Exercise prompt: Your reply should consist of the listing, copied exactly.

○ ○ ○ ○ ○

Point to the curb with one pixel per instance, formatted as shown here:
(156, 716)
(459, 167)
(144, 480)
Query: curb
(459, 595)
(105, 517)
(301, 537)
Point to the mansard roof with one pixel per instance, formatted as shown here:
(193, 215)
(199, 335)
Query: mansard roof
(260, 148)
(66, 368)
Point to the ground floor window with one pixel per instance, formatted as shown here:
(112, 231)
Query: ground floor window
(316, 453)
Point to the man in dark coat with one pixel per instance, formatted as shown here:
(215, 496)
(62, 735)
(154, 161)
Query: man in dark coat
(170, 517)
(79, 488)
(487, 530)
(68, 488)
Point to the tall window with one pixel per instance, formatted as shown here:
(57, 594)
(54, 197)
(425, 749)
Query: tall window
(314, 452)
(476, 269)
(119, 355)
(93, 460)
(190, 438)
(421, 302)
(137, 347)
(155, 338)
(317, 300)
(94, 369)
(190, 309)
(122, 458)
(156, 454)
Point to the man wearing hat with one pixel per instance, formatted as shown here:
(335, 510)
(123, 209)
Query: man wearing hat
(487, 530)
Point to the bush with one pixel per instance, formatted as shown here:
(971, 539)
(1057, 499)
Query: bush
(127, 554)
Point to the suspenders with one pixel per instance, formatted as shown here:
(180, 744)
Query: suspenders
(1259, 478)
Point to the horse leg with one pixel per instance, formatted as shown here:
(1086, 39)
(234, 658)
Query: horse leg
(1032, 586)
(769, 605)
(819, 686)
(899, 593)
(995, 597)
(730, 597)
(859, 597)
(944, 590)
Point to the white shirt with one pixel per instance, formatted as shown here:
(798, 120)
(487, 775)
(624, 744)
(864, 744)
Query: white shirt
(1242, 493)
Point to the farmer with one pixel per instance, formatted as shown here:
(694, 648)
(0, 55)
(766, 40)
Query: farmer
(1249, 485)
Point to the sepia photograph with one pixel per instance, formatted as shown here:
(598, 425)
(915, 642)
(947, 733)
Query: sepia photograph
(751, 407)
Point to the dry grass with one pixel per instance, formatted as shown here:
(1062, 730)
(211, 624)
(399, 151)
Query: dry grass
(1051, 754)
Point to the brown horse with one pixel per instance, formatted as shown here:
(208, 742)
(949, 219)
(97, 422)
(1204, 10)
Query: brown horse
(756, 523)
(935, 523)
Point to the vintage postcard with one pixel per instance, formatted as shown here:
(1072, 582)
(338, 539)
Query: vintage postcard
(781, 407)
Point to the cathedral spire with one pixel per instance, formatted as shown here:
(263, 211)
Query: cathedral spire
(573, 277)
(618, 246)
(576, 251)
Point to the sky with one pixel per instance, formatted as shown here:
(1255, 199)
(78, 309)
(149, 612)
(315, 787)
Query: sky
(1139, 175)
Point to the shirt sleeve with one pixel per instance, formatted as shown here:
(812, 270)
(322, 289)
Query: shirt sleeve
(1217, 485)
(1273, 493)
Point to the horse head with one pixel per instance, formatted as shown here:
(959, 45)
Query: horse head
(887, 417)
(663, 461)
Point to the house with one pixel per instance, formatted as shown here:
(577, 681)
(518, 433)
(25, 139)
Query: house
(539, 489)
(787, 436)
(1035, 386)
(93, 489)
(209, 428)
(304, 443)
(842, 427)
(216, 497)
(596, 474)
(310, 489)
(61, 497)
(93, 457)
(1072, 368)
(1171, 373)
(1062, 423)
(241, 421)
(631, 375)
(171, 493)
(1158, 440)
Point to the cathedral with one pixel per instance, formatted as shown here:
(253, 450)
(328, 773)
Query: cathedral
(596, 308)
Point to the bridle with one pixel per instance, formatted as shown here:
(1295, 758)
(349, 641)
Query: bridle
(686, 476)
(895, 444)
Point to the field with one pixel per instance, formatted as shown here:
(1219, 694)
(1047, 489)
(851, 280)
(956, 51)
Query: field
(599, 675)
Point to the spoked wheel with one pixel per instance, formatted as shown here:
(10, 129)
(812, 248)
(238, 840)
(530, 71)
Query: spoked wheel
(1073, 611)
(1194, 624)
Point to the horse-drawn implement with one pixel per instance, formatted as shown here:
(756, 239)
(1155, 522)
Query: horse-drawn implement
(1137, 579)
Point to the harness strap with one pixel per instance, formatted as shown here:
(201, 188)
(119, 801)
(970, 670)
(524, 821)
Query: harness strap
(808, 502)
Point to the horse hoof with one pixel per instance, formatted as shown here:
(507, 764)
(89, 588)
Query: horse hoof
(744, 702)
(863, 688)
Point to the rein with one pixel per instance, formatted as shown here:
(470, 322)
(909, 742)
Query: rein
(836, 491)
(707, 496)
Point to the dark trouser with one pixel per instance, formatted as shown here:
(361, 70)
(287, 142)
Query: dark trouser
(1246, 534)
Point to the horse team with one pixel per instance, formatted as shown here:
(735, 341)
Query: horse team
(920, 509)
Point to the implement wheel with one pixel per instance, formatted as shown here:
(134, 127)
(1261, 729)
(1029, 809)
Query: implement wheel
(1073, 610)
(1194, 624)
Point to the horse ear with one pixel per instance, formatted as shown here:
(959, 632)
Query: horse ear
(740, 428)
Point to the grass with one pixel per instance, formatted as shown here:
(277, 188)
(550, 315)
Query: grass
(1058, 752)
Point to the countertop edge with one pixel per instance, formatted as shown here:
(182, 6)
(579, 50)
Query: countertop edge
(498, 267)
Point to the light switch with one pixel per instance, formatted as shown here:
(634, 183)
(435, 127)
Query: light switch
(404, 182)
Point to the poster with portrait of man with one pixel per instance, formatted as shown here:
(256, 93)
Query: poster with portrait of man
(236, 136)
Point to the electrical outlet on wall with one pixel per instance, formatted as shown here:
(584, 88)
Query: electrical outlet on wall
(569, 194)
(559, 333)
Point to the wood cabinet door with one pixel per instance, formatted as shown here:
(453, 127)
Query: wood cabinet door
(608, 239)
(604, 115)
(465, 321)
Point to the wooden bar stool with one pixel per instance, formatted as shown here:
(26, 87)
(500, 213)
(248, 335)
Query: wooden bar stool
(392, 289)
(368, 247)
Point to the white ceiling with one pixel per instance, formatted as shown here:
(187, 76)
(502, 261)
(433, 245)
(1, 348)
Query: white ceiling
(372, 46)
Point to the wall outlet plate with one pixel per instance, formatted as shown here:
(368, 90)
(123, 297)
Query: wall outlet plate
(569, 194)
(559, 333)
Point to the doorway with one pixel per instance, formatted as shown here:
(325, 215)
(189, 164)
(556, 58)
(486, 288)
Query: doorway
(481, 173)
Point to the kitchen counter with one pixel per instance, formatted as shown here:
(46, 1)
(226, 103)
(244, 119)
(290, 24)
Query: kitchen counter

○ ○ ○ ○ ○

Answer to this problem:
Point to the curb with one pixel per instance, formatted as shown here:
(156, 716)
(459, 167)
(144, 480)
Query: curb
(459, 595)
(105, 517)
(301, 537)
Point to the mansard roof with one pixel per instance, formatted as shown here:
(193, 215)
(199, 335)
Query: mansard roof
(260, 148)
(66, 368)
Point to the ground floor window with one pixel per instance, formatted as shown here:
(112, 231)
Query: ground floor window
(316, 453)
Point to the man in dark coat with one pixel per instance, formatted as shown here:
(215, 496)
(62, 735)
(154, 161)
Query: man in dark coat
(170, 517)
(79, 488)
(487, 530)
(68, 488)
Point to the tall window with one pixel per instance, formatted as shown here:
(57, 594)
(54, 197)
(425, 749)
Query: tall window
(314, 452)
(476, 269)
(119, 355)
(93, 460)
(190, 438)
(421, 302)
(137, 347)
(155, 338)
(317, 300)
(94, 369)
(190, 309)
(122, 458)
(156, 454)
Point to the man wearing hat with one pixel per instance, formatted as shown here:
(335, 510)
(123, 209)
Query: man wearing hat
(487, 530)
Point to the bush with one pixel per instance, formatted as shown here:
(971, 539)
(1057, 499)
Query: bush
(127, 554)
Point to the suspenders with one pixel per instance, formatted as shown here:
(180, 744)
Query: suspenders
(1259, 478)
Point to the horse leg with one pixel per instance, formatted as shown here:
(1086, 39)
(234, 658)
Query: horse leg
(1032, 586)
(769, 605)
(819, 686)
(899, 593)
(995, 597)
(730, 597)
(859, 597)
(944, 590)
Point to the white shirt with one pixel per instance, formatted as shown here:
(798, 120)
(487, 775)
(624, 744)
(864, 744)
Query: white shirt
(1242, 493)
Point to the farmer with one pixel per instance, formatted as shown here:
(694, 648)
(0, 55)
(766, 40)
Query: farmer
(1249, 485)
Point to the sepia photograph with one pixel per instance, formatted as shown here:
(598, 425)
(915, 642)
(947, 733)
Query: sepia photograph
(751, 407)
Point to the dry grass with one pixel per instance, formatted as shown here:
(1062, 730)
(211, 624)
(399, 151)
Query: dry grass
(1051, 754)
Point to the brown horse with one pixel per instance, formatted as shown here:
(208, 742)
(949, 219)
(97, 422)
(1204, 10)
Query: brown horse
(756, 523)
(935, 523)
Point to the vintage postcard with one pixel per instance, formatted as shown here:
(1072, 582)
(338, 539)
Query: vintage postcard
(781, 407)
Point to the cathedral spire with one pixel per instance, formatted as shown here:
(263, 211)
Query: cathedral spire
(573, 277)
(618, 246)
(576, 251)
Point to the sky with one pixel per instance, formatted as shown here:
(1255, 199)
(78, 309)
(149, 612)
(315, 787)
Query: sky
(1139, 175)
Point to the shirt sleeve with one pixel per instance, formatted as shown here:
(812, 270)
(322, 289)
Query: shirt sleeve
(1217, 485)
(1273, 493)
Point to the horse head with one pixel per instance, formatted as shown here:
(959, 45)
Query: horse head
(887, 417)
(663, 461)
Point to the house with one pixel per instance, formatted as shown here:
(577, 681)
(518, 433)
(25, 139)
Query: house
(539, 489)
(787, 436)
(1035, 386)
(93, 489)
(209, 428)
(304, 443)
(842, 427)
(216, 497)
(596, 474)
(310, 489)
(61, 497)
(93, 457)
(1072, 368)
(1171, 373)
(1062, 423)
(241, 421)
(631, 375)
(171, 493)
(1158, 440)
Point to the cathedral with one pixel per instance, formatted as shown here:
(253, 450)
(328, 773)
Query: cathedral
(596, 308)
Point to the bridle with one pixel per instance, formatted as shown here:
(1295, 758)
(349, 641)
Query: bridle
(686, 476)
(895, 444)
Point to the field with one pixel per instance, formatted as shown here:
(1219, 694)
(1047, 489)
(851, 280)
(956, 51)
Query: field
(599, 675)
Point to the spoked wheel with one pixel per instance, formatted as shown here:
(10, 129)
(812, 248)
(238, 840)
(530, 71)
Query: spoked wheel
(1073, 611)
(1194, 624)
Point to the horse-drawn implement with one pixel per instance, formatted as shown here:
(756, 239)
(1155, 522)
Query: horse-drawn implement
(1137, 579)
Point to the harness strap with one pixel per instance, formatted as shown here:
(201, 188)
(119, 801)
(970, 670)
(524, 821)
Query: harness strap
(808, 502)
Point to the horse hoof with one pixel per instance, formatted as shown here:
(507, 764)
(89, 588)
Query: horse hoof
(744, 702)
(863, 688)
Point to the rein with one pixel per instance, formatted as shown here:
(470, 322)
(909, 742)
Query: rein
(836, 491)
(707, 496)
Point to the dark trouser with one pixel per instance, formatted as shown here:
(361, 70)
(287, 142)
Query: dark trouser
(1246, 534)
Point to the horse team with one pixel per instance, formatted as shown here:
(735, 341)
Query: horse team
(920, 509)
Point to the implement wheel with one pixel per instance, formatted as shown here:
(134, 127)
(1261, 729)
(1029, 809)
Query: implement wheel
(1073, 610)
(1194, 624)
Point to the horse ear with one pixel per instance, formatted as shown here:
(959, 632)
Query: horse ear
(740, 428)
Point to the grass with one pixel per instance, formatted as shown here:
(277, 188)
(550, 315)
Query: grass
(1058, 752)
Point to the countertop edge with one pixel per instance, formatted as shown here:
(182, 6)
(579, 50)
Query: countertop edge
(498, 267)
Point to the light switch with one pixel per instance, formatted as shown here:
(634, 183)
(435, 127)
Query: light switch
(404, 182)
Point to the poster with portrait of man with one pixel per instance, formatted as shown here:
(256, 93)
Query: poster with portrait of man
(236, 136)
Point to the electrical outlet on wall with one pixel per instance, formatted as shown here:
(584, 88)
Query: electrical outlet on wall
(569, 194)
(559, 333)
Point to the wood cabinet door with one pixel per instance, formatted as shown here:
(453, 127)
Query: wood cabinet door
(608, 239)
(604, 115)
(465, 321)
Point to the wooden bar stool with one pixel per instance, formatted as shown here:
(26, 87)
(500, 213)
(248, 335)
Query: wooden bar stool
(392, 289)
(368, 247)
Point to the white ceiling with one pixel per instance, formatted as shown here:
(187, 76)
(502, 261)
(433, 245)
(1, 348)
Query: white ceiling
(372, 46)
Point to the wall outlet plate with one pixel per instance, formatted as shown here:
(368, 90)
(123, 297)
Query: wall outlet plate
(569, 194)
(559, 333)
Point to the doorway with one pixel per instance, formatted as shown here:
(325, 215)
(189, 164)
(556, 58)
(486, 288)
Query: doorway
(481, 173)
Point to the kitchen counter with one pixel per instance, formatted as shown here:
(46, 1)
(226, 103)
(244, 119)
(290, 24)
Query: kitchen counter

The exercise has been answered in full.